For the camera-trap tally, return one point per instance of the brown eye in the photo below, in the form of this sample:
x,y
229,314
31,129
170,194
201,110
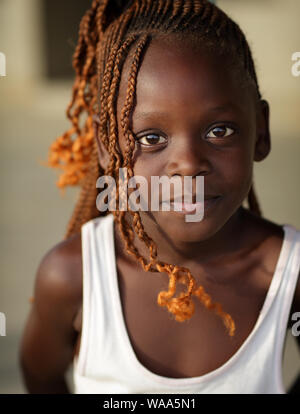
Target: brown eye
x,y
151,139
220,132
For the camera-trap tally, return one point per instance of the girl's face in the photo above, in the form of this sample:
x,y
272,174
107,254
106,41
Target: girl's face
x,y
193,117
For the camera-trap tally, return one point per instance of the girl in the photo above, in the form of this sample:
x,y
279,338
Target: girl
x,y
164,88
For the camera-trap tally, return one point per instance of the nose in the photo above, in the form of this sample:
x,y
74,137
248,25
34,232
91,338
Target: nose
x,y
189,156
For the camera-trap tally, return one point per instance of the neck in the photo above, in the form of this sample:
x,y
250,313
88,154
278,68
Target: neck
x,y
226,240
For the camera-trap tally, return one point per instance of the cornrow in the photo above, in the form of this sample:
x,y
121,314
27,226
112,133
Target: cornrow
x,y
108,32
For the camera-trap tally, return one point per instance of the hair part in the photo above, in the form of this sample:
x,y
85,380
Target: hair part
x,y
108,32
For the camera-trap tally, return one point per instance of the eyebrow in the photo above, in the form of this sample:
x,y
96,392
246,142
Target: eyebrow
x,y
143,115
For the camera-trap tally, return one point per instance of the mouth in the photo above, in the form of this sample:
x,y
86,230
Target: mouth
x,y
179,206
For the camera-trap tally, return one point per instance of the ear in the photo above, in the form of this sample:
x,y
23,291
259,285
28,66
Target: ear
x,y
263,139
103,154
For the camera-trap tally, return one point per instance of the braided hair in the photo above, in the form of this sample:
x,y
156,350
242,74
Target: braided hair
x,y
108,31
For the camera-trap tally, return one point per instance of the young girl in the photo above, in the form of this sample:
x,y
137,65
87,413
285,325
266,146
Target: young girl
x,y
145,301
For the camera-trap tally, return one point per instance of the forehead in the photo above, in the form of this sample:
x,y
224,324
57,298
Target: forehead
x,y
175,75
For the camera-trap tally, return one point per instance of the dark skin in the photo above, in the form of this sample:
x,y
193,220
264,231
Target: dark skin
x,y
231,252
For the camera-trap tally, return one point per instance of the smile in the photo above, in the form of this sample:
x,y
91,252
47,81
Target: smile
x,y
187,208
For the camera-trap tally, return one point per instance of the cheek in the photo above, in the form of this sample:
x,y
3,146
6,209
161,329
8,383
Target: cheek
x,y
236,169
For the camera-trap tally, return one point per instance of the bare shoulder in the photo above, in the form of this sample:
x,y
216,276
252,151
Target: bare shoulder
x,y
47,345
272,235
59,274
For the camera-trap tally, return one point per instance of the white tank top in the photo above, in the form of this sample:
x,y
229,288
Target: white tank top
x,y
107,363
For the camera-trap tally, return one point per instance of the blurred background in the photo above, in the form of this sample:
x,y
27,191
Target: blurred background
x,y
38,38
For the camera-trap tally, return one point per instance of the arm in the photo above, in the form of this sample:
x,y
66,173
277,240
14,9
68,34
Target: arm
x,y
47,345
295,387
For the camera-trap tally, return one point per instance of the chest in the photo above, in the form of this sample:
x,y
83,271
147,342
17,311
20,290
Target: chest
x,y
194,347
201,344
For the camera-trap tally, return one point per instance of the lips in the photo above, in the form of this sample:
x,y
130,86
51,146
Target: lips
x,y
193,198
179,206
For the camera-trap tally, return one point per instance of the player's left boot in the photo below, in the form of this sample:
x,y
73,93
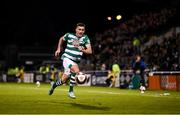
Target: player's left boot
x,y
71,95
53,86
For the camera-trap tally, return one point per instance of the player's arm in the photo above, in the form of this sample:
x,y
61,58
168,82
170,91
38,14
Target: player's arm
x,y
87,50
59,47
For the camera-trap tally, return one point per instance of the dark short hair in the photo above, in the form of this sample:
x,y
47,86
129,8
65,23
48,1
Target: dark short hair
x,y
80,24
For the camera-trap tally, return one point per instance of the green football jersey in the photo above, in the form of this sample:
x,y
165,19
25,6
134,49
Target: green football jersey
x,y
71,51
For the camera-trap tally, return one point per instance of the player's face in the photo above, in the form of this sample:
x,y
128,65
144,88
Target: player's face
x,y
80,31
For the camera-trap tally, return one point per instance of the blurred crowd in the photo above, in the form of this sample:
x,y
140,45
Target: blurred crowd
x,y
127,39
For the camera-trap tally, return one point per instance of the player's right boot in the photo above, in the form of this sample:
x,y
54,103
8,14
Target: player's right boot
x,y
54,85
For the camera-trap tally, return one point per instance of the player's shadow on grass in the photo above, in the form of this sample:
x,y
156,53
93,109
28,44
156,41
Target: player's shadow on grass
x,y
89,107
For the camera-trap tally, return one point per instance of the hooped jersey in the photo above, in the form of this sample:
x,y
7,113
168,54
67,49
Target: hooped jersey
x,y
71,50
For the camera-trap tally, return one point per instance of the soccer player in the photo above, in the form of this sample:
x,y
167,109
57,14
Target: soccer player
x,y
76,44
138,67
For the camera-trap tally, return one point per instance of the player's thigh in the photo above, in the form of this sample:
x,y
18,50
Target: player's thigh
x,y
75,68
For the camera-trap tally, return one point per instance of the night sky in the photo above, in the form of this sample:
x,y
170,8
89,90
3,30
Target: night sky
x,y
30,22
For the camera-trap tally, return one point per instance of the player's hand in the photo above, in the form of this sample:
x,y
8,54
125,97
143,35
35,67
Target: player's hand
x,y
57,53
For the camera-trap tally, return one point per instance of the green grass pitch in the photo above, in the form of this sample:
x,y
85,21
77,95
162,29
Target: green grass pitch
x,y
29,99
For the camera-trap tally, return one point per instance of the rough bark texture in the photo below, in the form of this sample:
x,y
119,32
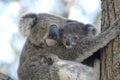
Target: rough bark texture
x,y
110,58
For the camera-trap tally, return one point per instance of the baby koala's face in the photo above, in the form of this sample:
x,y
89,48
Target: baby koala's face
x,y
76,31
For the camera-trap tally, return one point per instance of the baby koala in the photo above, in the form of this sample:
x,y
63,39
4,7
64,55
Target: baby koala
x,y
67,70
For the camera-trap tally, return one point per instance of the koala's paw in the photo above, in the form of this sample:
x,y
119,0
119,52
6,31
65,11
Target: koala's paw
x,y
48,58
115,27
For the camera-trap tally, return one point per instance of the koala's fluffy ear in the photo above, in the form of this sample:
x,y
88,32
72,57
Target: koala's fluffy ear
x,y
27,22
90,30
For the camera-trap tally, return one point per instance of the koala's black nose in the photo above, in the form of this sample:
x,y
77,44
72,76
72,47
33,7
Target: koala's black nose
x,y
68,42
53,32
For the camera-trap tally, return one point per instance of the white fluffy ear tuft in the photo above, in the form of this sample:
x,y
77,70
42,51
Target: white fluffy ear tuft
x,y
27,22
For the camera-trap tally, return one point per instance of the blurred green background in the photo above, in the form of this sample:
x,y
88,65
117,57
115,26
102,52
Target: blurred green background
x,y
11,41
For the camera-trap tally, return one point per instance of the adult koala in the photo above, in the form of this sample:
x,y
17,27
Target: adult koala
x,y
37,29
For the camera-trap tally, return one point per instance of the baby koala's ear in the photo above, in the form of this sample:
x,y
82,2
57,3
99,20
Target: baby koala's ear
x,y
90,30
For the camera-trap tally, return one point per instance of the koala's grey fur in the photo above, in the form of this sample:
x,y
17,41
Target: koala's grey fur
x,y
30,65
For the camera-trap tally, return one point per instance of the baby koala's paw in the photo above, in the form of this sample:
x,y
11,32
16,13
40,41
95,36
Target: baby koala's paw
x,y
48,59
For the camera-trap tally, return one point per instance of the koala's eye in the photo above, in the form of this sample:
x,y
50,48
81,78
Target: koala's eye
x,y
75,37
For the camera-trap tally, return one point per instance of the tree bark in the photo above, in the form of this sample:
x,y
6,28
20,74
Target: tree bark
x,y
110,57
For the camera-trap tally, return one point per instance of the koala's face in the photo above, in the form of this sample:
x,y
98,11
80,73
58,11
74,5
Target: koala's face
x,y
41,29
76,31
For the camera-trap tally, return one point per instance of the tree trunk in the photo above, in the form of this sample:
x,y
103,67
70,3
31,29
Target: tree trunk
x,y
110,57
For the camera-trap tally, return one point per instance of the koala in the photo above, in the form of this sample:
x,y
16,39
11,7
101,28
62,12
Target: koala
x,y
31,67
40,30
67,70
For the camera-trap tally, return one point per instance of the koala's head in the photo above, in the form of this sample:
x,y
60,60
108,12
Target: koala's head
x,y
76,31
41,29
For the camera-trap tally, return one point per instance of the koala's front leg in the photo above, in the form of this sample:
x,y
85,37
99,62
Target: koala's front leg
x,y
89,45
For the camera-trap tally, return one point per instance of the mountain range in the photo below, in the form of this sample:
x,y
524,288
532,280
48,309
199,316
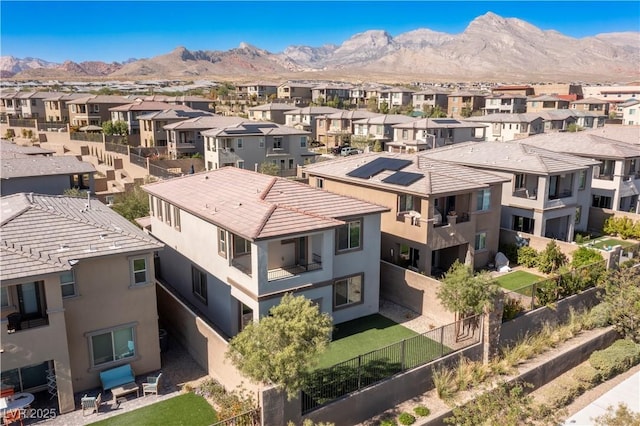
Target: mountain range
x,y
490,48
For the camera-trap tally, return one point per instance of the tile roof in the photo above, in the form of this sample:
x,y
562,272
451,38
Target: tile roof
x,y
509,156
204,122
35,165
506,118
584,144
437,123
41,233
7,147
257,206
437,177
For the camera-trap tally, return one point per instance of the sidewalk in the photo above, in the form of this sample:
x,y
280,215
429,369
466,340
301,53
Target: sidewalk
x,y
627,392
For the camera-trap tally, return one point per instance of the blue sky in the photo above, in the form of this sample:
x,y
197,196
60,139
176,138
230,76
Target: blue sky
x,y
117,30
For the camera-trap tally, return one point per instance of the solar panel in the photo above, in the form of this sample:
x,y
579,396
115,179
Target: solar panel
x,y
403,178
378,165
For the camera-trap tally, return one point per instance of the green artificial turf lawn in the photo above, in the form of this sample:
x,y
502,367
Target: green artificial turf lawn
x,y
518,279
601,244
366,334
184,410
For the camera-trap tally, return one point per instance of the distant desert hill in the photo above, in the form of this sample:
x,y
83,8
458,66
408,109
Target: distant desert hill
x,y
490,48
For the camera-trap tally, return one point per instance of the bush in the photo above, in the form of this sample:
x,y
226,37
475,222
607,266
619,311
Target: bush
x,y
551,258
512,308
406,419
599,316
615,359
422,411
528,256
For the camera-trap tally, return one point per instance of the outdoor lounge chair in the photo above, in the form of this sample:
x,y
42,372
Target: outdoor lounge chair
x,y
91,403
152,384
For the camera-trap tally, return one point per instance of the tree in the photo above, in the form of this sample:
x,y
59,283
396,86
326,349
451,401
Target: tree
x,y
283,346
118,127
622,299
268,168
551,258
466,294
132,204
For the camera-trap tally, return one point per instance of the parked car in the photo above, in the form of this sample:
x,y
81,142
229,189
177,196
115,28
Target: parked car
x,y
349,150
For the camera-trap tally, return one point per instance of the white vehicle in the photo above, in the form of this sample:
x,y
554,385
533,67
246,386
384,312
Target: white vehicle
x,y
348,150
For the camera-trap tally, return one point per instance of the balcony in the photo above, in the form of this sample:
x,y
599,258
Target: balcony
x,y
292,270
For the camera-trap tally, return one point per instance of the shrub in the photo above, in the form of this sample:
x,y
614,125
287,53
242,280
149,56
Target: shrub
x,y
422,411
445,383
406,419
615,359
551,258
587,374
512,308
528,256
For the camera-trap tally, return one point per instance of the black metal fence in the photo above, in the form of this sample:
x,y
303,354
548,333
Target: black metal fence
x,y
328,384
553,289
248,418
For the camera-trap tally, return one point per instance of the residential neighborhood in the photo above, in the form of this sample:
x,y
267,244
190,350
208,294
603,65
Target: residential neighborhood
x,y
324,235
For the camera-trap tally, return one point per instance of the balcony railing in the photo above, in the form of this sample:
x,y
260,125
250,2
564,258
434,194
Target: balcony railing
x,y
293,270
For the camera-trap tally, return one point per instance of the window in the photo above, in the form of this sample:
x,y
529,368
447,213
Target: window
x,y
481,241
199,284
349,236
176,218
139,271
167,213
347,291
405,203
4,297
484,199
112,345
582,179
222,242
68,284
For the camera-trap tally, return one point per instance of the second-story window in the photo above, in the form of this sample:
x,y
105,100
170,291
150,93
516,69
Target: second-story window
x,y
484,199
222,242
349,236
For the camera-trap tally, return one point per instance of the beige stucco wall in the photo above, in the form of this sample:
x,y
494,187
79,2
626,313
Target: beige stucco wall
x,y
36,345
105,300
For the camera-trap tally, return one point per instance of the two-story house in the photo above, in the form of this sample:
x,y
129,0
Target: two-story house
x,y
546,102
300,93
48,174
336,128
273,112
93,109
184,137
242,240
438,212
152,132
616,180
504,127
426,100
546,192
464,103
394,97
505,103
78,295
379,127
249,144
305,118
429,133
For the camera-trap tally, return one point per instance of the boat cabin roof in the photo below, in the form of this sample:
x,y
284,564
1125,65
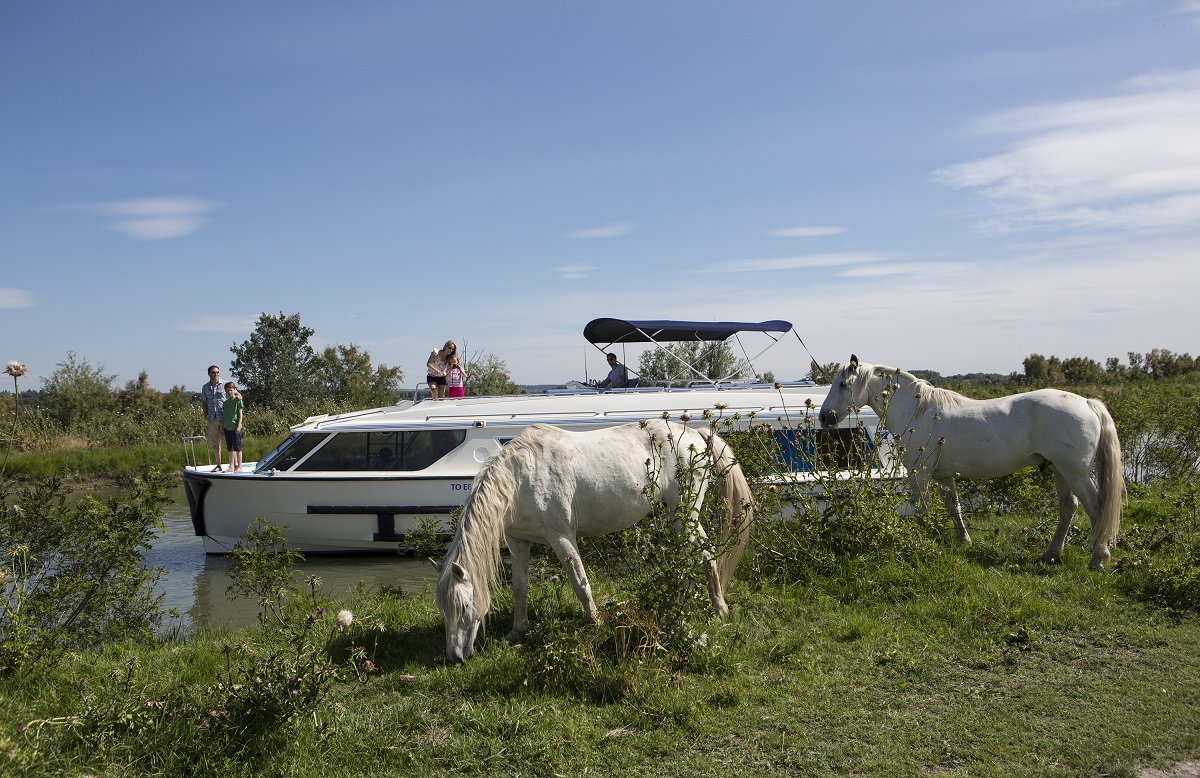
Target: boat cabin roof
x,y
612,330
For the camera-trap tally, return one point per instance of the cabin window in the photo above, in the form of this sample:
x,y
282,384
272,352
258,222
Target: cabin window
x,y
293,449
384,450
823,449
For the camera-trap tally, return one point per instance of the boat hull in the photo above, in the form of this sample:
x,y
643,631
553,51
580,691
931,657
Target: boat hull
x,y
364,510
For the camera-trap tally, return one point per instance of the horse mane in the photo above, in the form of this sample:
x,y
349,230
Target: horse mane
x,y
928,395
477,544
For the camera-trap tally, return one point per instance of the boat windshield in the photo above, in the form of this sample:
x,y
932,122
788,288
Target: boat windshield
x,y
388,450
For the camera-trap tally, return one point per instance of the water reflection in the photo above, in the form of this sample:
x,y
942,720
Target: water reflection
x,y
195,584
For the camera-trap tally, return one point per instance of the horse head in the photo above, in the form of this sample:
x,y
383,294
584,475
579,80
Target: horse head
x,y
844,395
456,599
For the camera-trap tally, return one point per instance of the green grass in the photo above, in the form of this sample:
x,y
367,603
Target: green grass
x,y
114,462
969,660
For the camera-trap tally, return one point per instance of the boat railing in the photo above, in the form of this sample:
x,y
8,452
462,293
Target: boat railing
x,y
190,450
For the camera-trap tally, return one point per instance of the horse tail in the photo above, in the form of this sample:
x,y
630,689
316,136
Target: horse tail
x,y
735,491
1109,479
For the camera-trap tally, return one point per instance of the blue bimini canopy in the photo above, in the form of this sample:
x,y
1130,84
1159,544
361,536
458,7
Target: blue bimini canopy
x,y
610,330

◇ ◇ ◇ ◇

[BRIEF]
For each line above that contains "below", make a copy.

[EXERCISE RESULT]
For the camera-trap tally, return one point per instance of the brown eye in the photo below, in the form of this sample:
For the camera-trap tally, return one point per instance of the player's left boot in the photo below, in the form of this sample:
For the camera-trap tally, return one point per instance of the rough bark texture in the photo below, in the form of this sample:
For the camera-trap tally, return one point per instance of the mountain range in the photo below, in the form of this sample:
For the camera-trap tally, return one point per instance of the boat cabin roof in the photo below, in the form of this sample:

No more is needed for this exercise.